Source records

+ + + +

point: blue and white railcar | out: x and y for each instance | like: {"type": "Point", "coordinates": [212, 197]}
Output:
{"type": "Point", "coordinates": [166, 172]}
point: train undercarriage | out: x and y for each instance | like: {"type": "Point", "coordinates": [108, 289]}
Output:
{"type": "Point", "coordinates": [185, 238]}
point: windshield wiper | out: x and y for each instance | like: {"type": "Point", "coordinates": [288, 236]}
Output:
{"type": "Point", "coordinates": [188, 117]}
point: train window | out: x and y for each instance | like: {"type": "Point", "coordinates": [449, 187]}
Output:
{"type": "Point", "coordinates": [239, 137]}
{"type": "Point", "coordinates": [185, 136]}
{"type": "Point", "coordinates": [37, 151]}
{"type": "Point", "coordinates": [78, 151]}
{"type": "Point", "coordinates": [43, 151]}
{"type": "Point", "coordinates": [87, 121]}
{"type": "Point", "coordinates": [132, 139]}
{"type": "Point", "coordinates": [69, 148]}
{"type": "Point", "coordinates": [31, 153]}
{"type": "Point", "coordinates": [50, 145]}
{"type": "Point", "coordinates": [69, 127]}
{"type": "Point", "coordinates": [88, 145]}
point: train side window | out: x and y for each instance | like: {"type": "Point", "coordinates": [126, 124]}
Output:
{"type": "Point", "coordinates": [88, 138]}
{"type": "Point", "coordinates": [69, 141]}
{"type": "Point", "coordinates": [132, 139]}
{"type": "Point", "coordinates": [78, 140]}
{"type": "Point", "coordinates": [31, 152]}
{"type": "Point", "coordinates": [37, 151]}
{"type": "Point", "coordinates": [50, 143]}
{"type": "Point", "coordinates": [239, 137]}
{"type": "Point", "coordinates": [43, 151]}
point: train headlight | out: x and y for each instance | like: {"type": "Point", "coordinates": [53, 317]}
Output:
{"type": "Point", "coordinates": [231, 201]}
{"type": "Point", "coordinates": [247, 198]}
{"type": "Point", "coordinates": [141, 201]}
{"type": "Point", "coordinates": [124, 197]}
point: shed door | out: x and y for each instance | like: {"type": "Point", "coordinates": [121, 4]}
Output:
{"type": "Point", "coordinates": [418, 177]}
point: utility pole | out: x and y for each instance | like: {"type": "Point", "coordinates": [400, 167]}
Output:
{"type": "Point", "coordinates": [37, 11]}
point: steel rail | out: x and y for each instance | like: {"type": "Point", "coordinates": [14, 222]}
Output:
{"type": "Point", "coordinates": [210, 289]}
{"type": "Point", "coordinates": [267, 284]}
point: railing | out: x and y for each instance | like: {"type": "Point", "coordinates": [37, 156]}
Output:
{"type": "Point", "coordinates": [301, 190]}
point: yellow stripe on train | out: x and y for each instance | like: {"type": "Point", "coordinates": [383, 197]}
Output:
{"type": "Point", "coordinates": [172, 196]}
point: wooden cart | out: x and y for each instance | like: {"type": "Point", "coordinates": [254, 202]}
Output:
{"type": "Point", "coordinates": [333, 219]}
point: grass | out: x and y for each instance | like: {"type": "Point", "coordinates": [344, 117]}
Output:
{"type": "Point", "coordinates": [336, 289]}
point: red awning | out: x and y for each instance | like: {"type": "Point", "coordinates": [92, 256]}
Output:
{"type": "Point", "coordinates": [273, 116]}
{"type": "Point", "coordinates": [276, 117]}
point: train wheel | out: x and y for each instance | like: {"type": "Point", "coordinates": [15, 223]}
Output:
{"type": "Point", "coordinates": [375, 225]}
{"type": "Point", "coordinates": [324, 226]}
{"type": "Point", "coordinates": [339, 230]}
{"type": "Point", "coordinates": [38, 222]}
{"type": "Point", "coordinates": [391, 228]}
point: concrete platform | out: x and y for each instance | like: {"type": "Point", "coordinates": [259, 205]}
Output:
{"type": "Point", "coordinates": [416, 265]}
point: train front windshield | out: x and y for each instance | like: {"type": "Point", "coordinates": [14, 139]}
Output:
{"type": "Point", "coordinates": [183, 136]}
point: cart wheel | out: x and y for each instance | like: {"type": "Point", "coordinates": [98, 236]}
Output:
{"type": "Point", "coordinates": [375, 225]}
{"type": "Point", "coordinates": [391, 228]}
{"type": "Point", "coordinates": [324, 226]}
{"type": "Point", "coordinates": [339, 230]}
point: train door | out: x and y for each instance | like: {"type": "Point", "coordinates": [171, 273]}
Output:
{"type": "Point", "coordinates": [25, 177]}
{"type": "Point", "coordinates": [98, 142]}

+ + + +

**REQUIRED WORK**
Rewrite all the records above as a two-column CSV with the headers request and response. Give one row per record, with its text and its answer each in a single quoted field and line breaks replaced by spaces.

**ANSWER TO THIS TASK**
request,response
"point: blue and white railcar | out: x and y for each instance | like: {""type"": ""Point"", ""coordinates"": [212, 197]} Output:","{""type"": ""Point"", ""coordinates"": [166, 172]}"
"point: train undercarriage | out: x and y for each instance | like: {""type"": ""Point"", ""coordinates"": [108, 289]} Output:","{""type"": ""Point"", ""coordinates"": [185, 238]}"
"point: windshield wiper | out: x and y for each instance | like: {""type"": ""Point"", ""coordinates"": [288, 236]} Output:","{""type"": ""Point"", ""coordinates"": [188, 117]}"
"point: train window | out: x and y for each instance | like: {""type"": ""Point"", ""coordinates"": [449, 187]} Output:","{""type"": ""Point"", ""coordinates"": [239, 137]} {""type"": ""Point"", ""coordinates"": [185, 136]} {""type"": ""Point"", ""coordinates"": [37, 151]} {""type"": ""Point"", ""coordinates"": [78, 151]} {""type"": ""Point"", ""coordinates"": [43, 151]} {""type"": ""Point"", ""coordinates"": [87, 121]} {""type"": ""Point"", ""coordinates"": [132, 139]} {""type"": ""Point"", ""coordinates"": [69, 148]} {""type"": ""Point"", ""coordinates"": [31, 153]} {""type"": ""Point"", ""coordinates"": [50, 145]} {""type"": ""Point"", ""coordinates"": [69, 127]} {""type"": ""Point"", ""coordinates"": [88, 145]}"
"point: train side window | out: x and y for each instance | like: {""type"": ""Point"", ""coordinates"": [126, 124]} Output:","{""type"": ""Point"", ""coordinates"": [88, 138]} {""type"": ""Point"", ""coordinates"": [69, 141]} {""type"": ""Point"", ""coordinates"": [132, 139]} {""type"": ""Point"", ""coordinates"": [78, 140]} {""type"": ""Point"", ""coordinates"": [31, 152]} {""type"": ""Point"", ""coordinates"": [37, 151]} {""type"": ""Point"", ""coordinates"": [50, 143]} {""type"": ""Point"", ""coordinates"": [239, 137]} {""type"": ""Point"", ""coordinates"": [43, 151]}"
"point: train headlight | out: x and y for each instance | like: {""type"": ""Point"", ""coordinates"": [53, 317]} Output:","{""type"": ""Point"", ""coordinates"": [231, 201]} {""type"": ""Point"", ""coordinates"": [247, 198]} {""type"": ""Point"", ""coordinates"": [141, 201]} {""type"": ""Point"", ""coordinates"": [124, 197]}"
"point: shed door | out: x and y for each instance | like: {""type"": ""Point"", ""coordinates"": [121, 4]} Output:","{""type"": ""Point"", ""coordinates"": [418, 177]}"
"point: utility pole | out: x and y for each instance | like: {""type"": ""Point"", ""coordinates"": [400, 167]} Output:","{""type"": ""Point"", ""coordinates"": [37, 11]}"
"point: steel rail | out: x and y for each instance | like: {""type"": ""Point"", ""coordinates"": [14, 222]} Output:","{""type"": ""Point"", ""coordinates"": [210, 289]} {""type"": ""Point"", ""coordinates"": [267, 284]}"
"point: railing | out: x and y for each instance | like: {""type"": ""Point"", ""coordinates"": [37, 156]} Output:","{""type"": ""Point"", ""coordinates"": [301, 190]}"
"point: yellow stripe on train | out: x and y for each instance | like: {""type"": ""Point"", ""coordinates"": [383, 197]} Output:","{""type"": ""Point"", ""coordinates"": [172, 196]}"
"point: wooden cart | out: x and y for each instance | like: {""type"": ""Point"", ""coordinates"": [254, 202]} Output:","{""type"": ""Point"", ""coordinates"": [333, 219]}"
"point: grass | out: x and y for each instance | like: {""type"": ""Point"", ""coordinates"": [344, 117]} Output:","{""type"": ""Point"", ""coordinates"": [336, 289]}"
"point: red awning | out: x and y for each instance | like: {""type"": ""Point"", ""coordinates"": [92, 256]} Output:","{""type"": ""Point"", ""coordinates"": [273, 116]} {""type"": ""Point"", ""coordinates"": [276, 117]}"
"point: train wheel | out: x and y for each instance | like: {""type"": ""Point"", ""coordinates"": [15, 223]} Output:","{""type"": ""Point"", ""coordinates"": [375, 225]} {""type"": ""Point"", ""coordinates"": [324, 226]} {""type"": ""Point"", ""coordinates"": [339, 230]} {""type"": ""Point"", ""coordinates"": [38, 222]} {""type"": ""Point"", ""coordinates"": [391, 228]}"
"point: concrete platform | out: x and y for each instance | like: {""type"": ""Point"", ""coordinates"": [259, 205]} Output:","{""type"": ""Point"", ""coordinates"": [416, 265]}"
"point: train front windshield | out: x and y for each instance | like: {""type"": ""Point"", ""coordinates"": [14, 139]} Output:","{""type"": ""Point"", ""coordinates"": [183, 136]}"
"point: cart wheel | out: x and y for each instance | like: {""type"": ""Point"", ""coordinates"": [98, 236]} Output:","{""type"": ""Point"", ""coordinates"": [375, 225]} {""type"": ""Point"", ""coordinates"": [391, 228]} {""type"": ""Point"", ""coordinates"": [324, 226]} {""type"": ""Point"", ""coordinates"": [339, 230]}"
"point: train door | out: x and y for each instance | like: {""type"": ""Point"", ""coordinates"": [171, 273]} Output:","{""type"": ""Point"", ""coordinates"": [25, 177]} {""type"": ""Point"", ""coordinates"": [98, 142]}"